* [TEXTAUSZUG]:
Ich möchte ergänzen, dass unser Blick viel weiter zurückreicht, bis ins 16. Jahrhundert, als Miguel de Buría und sein Partner Guiomar, die in Dahomey [heutiges Benin] gefangen genommen wurden und nach Yaracuy verkauft worden waren, sich gegen ihre Sklavenhalter auflehnten und „Cumbes”, befreite Gebiete, gründeten. In diesen freien Gebieten lebten ehemals versklavte und indigene Menschen in Gemeinschaft. Für „Pueblo a Pueblo” ist es von erheblicher Bedeutung, auf diese Vergangenheit zurückzublicken.

Wobei der Ursprung von „Pueblo a Pueblo” auch auf [den 2013 verstorbenen Präsidenten Hugo] Chávez zurückgeführt werden kann. Und auf das Landgesetz von 2001, das den Weg für die Revolution auf dem Land öffnete.

* [DATENSATZ]:

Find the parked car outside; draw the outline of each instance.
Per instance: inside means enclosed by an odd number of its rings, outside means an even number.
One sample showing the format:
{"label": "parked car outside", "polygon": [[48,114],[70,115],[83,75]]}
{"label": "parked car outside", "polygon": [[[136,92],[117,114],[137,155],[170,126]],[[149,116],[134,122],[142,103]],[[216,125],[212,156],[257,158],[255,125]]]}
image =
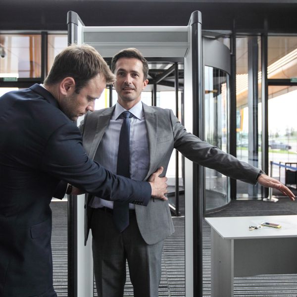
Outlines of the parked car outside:
{"label": "parked car outside", "polygon": [[292,148],[289,145],[286,145],[280,141],[275,140],[270,140],[268,142],[268,148],[271,149],[279,149],[288,150]]}

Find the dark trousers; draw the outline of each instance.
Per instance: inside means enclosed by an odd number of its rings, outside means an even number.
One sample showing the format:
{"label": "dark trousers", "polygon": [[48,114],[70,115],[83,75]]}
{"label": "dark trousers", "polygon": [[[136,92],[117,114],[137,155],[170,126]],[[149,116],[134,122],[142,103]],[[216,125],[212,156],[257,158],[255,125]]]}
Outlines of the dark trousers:
{"label": "dark trousers", "polygon": [[126,260],[134,297],[157,297],[163,241],[148,245],[141,236],[135,212],[121,233],[114,227],[112,214],[100,209],[93,212],[91,225],[99,297],[122,297]]}

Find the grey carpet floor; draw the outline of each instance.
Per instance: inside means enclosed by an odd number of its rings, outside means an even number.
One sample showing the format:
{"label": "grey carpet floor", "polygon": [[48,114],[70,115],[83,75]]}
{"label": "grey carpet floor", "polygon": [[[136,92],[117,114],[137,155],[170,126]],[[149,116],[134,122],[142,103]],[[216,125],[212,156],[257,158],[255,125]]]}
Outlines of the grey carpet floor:
{"label": "grey carpet floor", "polygon": [[[67,296],[67,203],[52,202],[51,206],[53,212],[52,245],[54,286],[58,296]],[[264,202],[256,200],[232,200],[224,209],[208,214],[207,216],[292,214],[297,214],[297,201],[292,202],[289,199],[282,198],[277,203]],[[174,217],[173,222],[176,232],[164,243],[159,296],[186,297],[185,293],[184,217]],[[210,297],[210,228],[204,220],[202,229],[203,297]],[[295,297],[297,296],[297,275],[235,278],[234,293],[235,297]],[[96,295],[95,290],[95,296]],[[133,296],[129,277],[124,296]]]}

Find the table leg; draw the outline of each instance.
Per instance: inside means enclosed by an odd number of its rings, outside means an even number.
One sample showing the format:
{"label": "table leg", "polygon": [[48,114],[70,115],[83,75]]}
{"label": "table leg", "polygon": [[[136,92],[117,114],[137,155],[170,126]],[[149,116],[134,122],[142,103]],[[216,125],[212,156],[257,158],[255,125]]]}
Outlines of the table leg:
{"label": "table leg", "polygon": [[234,242],[211,229],[211,297],[233,297]]}

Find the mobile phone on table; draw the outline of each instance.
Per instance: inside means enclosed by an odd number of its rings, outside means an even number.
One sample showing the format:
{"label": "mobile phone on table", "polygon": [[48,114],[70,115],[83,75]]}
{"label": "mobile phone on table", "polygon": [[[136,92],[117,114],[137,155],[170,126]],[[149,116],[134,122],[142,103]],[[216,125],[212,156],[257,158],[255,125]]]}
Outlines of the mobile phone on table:
{"label": "mobile phone on table", "polygon": [[274,223],[268,223],[263,222],[261,223],[262,226],[266,226],[267,227],[272,227],[272,228],[281,228],[282,227],[279,224],[275,224]]}

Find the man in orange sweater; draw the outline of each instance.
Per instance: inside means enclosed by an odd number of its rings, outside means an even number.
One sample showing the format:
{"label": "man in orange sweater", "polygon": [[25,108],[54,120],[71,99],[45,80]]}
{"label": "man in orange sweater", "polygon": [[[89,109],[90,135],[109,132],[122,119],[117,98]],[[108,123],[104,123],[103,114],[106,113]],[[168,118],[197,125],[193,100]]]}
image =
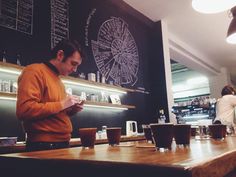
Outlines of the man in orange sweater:
{"label": "man in orange sweater", "polygon": [[59,75],[68,76],[82,62],[76,41],[62,40],[49,62],[31,64],[18,78],[16,115],[27,134],[26,150],[69,147],[69,115],[83,109],[79,97],[67,95]]}

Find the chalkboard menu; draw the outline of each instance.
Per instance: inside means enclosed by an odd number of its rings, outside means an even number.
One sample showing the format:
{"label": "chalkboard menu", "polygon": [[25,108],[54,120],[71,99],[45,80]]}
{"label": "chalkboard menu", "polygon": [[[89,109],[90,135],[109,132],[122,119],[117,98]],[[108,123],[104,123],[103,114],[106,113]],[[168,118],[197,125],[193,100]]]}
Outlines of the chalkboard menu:
{"label": "chalkboard menu", "polygon": [[51,48],[64,38],[69,38],[68,0],[51,0]]}
{"label": "chalkboard menu", "polygon": [[33,33],[33,0],[0,0],[0,25]]}

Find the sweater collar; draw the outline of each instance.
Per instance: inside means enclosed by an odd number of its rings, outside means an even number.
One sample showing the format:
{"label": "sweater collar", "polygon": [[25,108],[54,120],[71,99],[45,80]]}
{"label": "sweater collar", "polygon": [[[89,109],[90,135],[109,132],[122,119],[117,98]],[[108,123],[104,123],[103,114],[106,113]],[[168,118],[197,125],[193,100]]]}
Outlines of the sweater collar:
{"label": "sweater collar", "polygon": [[59,71],[58,69],[50,62],[43,62],[47,67],[49,67],[49,69],[51,69],[55,74],[59,75]]}

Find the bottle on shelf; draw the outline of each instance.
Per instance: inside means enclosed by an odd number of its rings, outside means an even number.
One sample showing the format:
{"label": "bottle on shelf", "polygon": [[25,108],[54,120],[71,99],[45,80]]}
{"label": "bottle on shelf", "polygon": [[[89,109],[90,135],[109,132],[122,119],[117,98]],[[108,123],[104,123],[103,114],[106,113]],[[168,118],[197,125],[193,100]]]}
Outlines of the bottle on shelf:
{"label": "bottle on shelf", "polygon": [[2,52],[2,62],[4,62],[4,63],[7,62],[6,51],[5,50]]}
{"label": "bottle on shelf", "polygon": [[21,66],[20,59],[21,59],[20,54],[17,54],[16,55],[16,64],[19,65],[19,66]]}
{"label": "bottle on shelf", "polygon": [[159,124],[164,124],[165,122],[166,122],[166,116],[165,116],[164,110],[160,109],[159,110],[158,123]]}
{"label": "bottle on shelf", "polygon": [[102,126],[102,139],[106,139],[107,138],[107,126],[103,125]]}

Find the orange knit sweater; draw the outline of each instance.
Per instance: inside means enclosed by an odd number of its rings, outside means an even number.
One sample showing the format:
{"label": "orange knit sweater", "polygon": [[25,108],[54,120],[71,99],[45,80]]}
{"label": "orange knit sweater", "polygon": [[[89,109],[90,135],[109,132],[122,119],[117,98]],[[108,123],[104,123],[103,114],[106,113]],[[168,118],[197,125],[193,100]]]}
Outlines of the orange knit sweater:
{"label": "orange knit sweater", "polygon": [[45,64],[27,66],[18,78],[16,115],[31,142],[69,141],[72,125],[60,101],[66,97],[60,78]]}

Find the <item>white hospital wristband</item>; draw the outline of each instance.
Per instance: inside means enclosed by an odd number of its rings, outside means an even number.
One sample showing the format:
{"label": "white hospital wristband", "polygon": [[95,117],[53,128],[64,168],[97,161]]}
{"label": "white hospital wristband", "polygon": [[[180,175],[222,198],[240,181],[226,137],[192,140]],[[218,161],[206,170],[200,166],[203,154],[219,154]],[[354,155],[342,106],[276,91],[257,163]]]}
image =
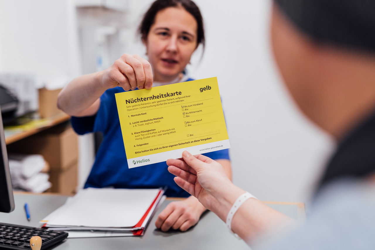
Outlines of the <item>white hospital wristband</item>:
{"label": "white hospital wristband", "polygon": [[255,196],[248,192],[246,192],[240,195],[240,197],[237,198],[237,199],[234,202],[234,204],[233,204],[232,208],[229,210],[228,215],[226,216],[226,226],[230,231],[232,231],[232,220],[236,212],[237,211],[243,203],[250,198],[256,199]]}

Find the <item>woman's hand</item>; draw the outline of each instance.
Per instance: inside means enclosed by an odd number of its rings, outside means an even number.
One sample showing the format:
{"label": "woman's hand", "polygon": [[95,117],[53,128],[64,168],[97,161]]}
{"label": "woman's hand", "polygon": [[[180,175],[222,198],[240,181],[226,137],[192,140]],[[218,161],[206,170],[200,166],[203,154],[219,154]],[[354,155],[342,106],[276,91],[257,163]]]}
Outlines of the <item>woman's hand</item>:
{"label": "woman's hand", "polygon": [[124,54],[101,73],[101,83],[107,89],[117,86],[124,90],[138,87],[150,89],[153,79],[150,63],[138,55]]}
{"label": "woman's hand", "polygon": [[206,209],[195,197],[168,204],[158,216],[155,225],[162,231],[171,228],[186,231],[197,223]]}
{"label": "woman's hand", "polygon": [[228,192],[238,192],[239,196],[243,192],[236,188],[222,166],[214,160],[200,154],[193,156],[187,151],[182,156],[183,160],[167,160],[168,171],[177,176],[174,181],[177,185],[196,197],[208,209],[215,212],[220,199],[225,199]]}

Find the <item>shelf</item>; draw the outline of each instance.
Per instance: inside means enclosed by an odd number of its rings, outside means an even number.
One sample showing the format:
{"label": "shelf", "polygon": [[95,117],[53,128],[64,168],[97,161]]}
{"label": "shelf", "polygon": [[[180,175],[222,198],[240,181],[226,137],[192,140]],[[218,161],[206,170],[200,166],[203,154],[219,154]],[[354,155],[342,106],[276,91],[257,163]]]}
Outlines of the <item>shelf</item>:
{"label": "shelf", "polygon": [[52,126],[69,120],[70,117],[61,113],[45,119],[37,119],[21,126],[4,128],[6,145],[19,141]]}

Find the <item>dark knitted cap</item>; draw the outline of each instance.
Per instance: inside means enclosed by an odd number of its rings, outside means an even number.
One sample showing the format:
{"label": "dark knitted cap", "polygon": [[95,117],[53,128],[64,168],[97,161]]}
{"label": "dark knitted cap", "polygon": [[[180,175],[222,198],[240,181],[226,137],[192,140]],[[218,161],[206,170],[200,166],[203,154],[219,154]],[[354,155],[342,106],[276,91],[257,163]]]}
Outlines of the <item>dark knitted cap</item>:
{"label": "dark knitted cap", "polygon": [[375,0],[274,0],[318,42],[375,52]]}

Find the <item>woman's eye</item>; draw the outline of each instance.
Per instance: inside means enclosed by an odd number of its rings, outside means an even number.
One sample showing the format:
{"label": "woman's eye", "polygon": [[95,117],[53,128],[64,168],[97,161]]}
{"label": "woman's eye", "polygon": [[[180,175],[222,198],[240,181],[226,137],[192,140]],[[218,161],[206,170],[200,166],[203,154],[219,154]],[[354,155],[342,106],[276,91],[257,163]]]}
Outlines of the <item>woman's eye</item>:
{"label": "woman's eye", "polygon": [[183,36],[181,37],[181,39],[184,40],[184,41],[190,41],[190,38],[188,36]]}

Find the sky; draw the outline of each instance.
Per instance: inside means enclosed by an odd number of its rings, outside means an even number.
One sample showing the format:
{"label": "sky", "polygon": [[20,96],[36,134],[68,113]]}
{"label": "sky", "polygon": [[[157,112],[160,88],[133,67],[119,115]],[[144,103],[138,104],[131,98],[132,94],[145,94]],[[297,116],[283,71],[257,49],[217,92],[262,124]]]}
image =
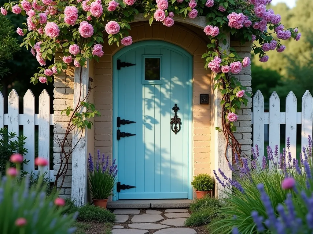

* [AUFGABE]: Gib den Textauszug wortgetreu wieder, beginnend mit „Ich möchte ergänzen, dass“ und weiter bis einschließlich „diese Vergangenheit zurückzublicken.“. Die Zeilen stammen aus einer anderen Quelle als der Textauszug.

* [LÖSUNG]:
Ich möchte ergänzen, dass unser Blick viel weiter zurückreicht, bis ins 16. Jahrhundert, als Miguel de Buría und sein Partner Guiomar, die in Dahomey [heutiges Benin] gefangen genommen wurden und nach Yaracuy verkauft worden waren, sich gegen ihre Sklavenhalter auflehnten und „Cumbes”, befreite Gebiete, gründeten. In diesen freien Gebieten lebten ehemals versklavte und indigene Menschen in Gemeinschaft. Für „Pueblo a Pueblo” ist es von erheblicher Bedeutung, auf diese Vergangenheit zurückzublicken.